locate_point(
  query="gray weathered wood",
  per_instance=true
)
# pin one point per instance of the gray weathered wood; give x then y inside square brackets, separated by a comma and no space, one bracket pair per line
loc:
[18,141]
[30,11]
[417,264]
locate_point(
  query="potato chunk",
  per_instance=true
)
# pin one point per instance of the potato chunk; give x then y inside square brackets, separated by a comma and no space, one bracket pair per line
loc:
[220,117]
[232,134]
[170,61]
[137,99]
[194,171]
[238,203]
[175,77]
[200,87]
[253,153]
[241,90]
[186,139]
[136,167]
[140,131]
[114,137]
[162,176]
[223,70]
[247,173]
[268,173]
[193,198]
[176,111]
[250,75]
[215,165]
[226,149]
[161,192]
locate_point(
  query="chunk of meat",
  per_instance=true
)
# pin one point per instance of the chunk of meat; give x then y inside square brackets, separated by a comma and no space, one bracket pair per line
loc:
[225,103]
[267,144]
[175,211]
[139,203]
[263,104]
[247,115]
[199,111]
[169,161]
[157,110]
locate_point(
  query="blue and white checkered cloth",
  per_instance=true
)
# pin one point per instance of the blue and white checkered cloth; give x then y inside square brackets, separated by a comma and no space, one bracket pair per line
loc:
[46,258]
---
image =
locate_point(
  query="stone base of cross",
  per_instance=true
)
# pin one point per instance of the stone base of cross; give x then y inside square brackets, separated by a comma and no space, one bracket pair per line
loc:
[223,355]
--
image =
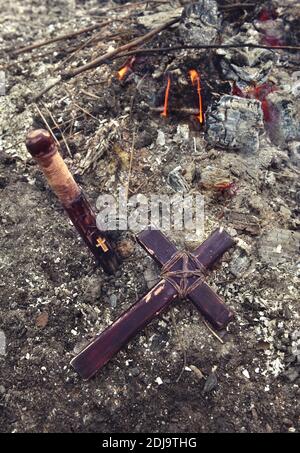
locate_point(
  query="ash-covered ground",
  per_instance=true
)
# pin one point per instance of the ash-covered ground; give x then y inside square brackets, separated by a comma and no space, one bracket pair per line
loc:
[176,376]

What the task requires: Pull out each line in the records that contains the string "base", treating uppercase and lowercase letters as different.

Answer to this problem:
  query="stone base of cross",
# pin one point per instance of the stone base of cross; give x then y inside square brackets, separated by a comma and no space, one bracket pair per line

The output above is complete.